» **TASK STATEMENT**: Return only these lines: the one that contains "[find] the metal bucket" and every line after it through the end of the listing, exactly, without pictures.

» **Location annotation dataset excerpts**:

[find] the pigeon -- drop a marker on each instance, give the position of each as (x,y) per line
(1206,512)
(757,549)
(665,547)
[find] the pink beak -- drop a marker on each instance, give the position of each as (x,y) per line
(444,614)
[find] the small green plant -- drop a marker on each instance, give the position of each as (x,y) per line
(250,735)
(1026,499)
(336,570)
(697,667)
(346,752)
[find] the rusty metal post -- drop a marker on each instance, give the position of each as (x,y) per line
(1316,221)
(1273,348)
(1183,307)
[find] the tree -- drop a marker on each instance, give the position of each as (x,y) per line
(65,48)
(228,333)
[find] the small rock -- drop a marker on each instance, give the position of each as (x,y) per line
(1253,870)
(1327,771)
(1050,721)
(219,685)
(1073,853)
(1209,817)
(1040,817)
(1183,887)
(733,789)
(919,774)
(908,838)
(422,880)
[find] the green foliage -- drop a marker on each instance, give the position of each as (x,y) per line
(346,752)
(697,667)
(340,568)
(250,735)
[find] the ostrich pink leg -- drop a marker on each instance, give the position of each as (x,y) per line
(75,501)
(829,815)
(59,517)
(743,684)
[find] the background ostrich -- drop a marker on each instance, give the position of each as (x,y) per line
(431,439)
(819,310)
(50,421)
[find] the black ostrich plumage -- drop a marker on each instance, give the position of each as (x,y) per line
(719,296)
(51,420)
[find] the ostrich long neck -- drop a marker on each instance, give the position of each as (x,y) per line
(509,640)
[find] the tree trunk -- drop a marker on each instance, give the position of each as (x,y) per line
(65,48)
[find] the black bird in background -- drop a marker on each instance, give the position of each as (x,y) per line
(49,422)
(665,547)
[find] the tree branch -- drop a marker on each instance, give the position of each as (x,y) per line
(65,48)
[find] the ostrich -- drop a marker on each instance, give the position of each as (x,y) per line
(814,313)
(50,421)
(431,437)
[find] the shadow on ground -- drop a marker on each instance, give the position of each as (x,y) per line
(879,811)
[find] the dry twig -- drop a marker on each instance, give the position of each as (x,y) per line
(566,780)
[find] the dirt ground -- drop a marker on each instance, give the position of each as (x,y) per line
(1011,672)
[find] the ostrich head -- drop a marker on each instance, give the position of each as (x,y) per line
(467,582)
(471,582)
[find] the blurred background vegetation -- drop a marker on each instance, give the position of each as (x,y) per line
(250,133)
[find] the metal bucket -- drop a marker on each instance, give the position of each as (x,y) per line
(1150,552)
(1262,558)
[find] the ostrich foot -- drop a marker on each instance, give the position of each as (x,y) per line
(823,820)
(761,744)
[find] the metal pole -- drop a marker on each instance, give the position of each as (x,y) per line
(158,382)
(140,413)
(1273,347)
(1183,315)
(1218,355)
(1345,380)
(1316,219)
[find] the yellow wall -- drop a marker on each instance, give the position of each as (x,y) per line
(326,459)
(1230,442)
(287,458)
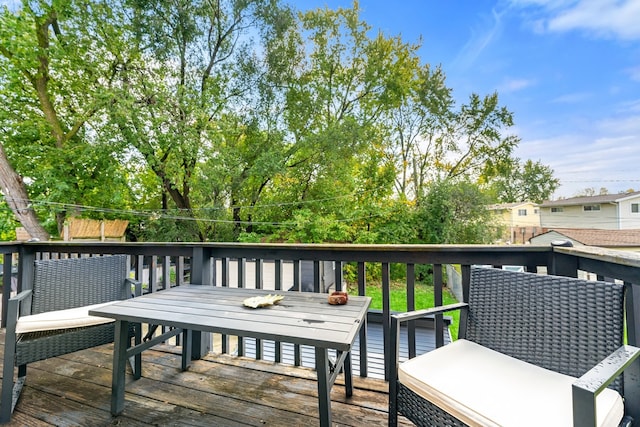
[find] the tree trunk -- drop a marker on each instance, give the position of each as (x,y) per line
(16,196)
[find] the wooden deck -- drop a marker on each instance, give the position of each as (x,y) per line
(74,390)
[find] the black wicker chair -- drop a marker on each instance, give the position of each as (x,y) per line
(59,285)
(565,326)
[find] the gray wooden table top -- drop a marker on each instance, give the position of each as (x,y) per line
(300,318)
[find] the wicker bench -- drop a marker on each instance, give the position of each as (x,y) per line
(51,318)
(532,350)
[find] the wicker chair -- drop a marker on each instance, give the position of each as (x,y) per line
(546,338)
(59,296)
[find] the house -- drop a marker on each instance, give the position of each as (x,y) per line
(520,221)
(604,212)
(628,240)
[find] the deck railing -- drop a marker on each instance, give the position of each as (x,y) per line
(278,267)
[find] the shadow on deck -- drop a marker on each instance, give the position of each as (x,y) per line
(218,390)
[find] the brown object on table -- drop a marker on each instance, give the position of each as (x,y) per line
(338,298)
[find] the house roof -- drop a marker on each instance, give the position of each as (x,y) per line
(595,237)
(604,198)
(509,205)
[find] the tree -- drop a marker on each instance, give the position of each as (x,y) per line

» **ANSWER TO THIS EXERCISE**:
[find] the metal bucket -- drop a marker on each instance, give the position of each as (x,y) per line
(1150,552)
(1262,558)
[find] the ostrich foot -- drop a marker on each instance, give the position of each as (x,y) per line
(823,820)
(761,744)
[find] the metal pole -- drop a marker on each instance, give the position of each as (x,y) per line
(158,382)
(140,413)
(1273,347)
(1183,315)
(1218,355)
(1345,380)
(1316,219)
[find] the yellow wall -- drop a marker on each instance, give the position of each as (x,y) per line
(326,459)
(1230,442)
(287,458)
[find] the tree trunk -- drop a marker on each instance, give the position of each as (x,y) per line
(16,196)
[find] the wooden deck -- drop a marker on each instance, give the position of each as (x,y) per line
(74,390)
[find] the black wicker chair -- drop a marker on each instance, give the position of each as (x,y) per line
(59,285)
(565,326)
[find] the gray wooden table top -- drop a marker on each instance, give the position of each as (x,y) per line
(300,318)
[find] the wicker bench -- drop a marker on each instance, give the position of each as (x,y) per line
(51,318)
(532,350)
[find] the wicker chair -- drop a marker on each instance, give the position of each as (x,y) per line
(546,338)
(59,296)
[find] the house -- drop a marker on each instance, give the position of each as (x,y) per line
(520,221)
(604,212)
(628,240)
[find] the deck railing -- drop a marker on each instance, give the position of each as (x,y) per line
(278,267)
[find] the shadow on deck -- drop a marker on each instance, give the position of each as (x,y) per line
(218,390)
[find] the brown object on table -- drop a marker on each instance, give the position of each as (x,y) per line
(338,298)
[find] the house roof -- drop a marker on each instance, give the position of each as (x,y) per line
(595,237)
(604,198)
(509,205)
[find] the tree -- drop a marker on each instance, give the position of each as (x,y) per line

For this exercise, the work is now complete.